→ ACTION ITEM: Nothing is to be left out: repeat every entry exactly as given.

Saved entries
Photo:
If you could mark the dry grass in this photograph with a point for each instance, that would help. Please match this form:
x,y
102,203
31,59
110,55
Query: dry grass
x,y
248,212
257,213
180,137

→ SOLUTION BELOW:
Photo:
If you could mark the dry grass in this photograph with a point for each instance, that would help. Please match this form:
x,y
102,203
31,59
110,55
Query: dry grass
x,y
248,212
257,213
180,137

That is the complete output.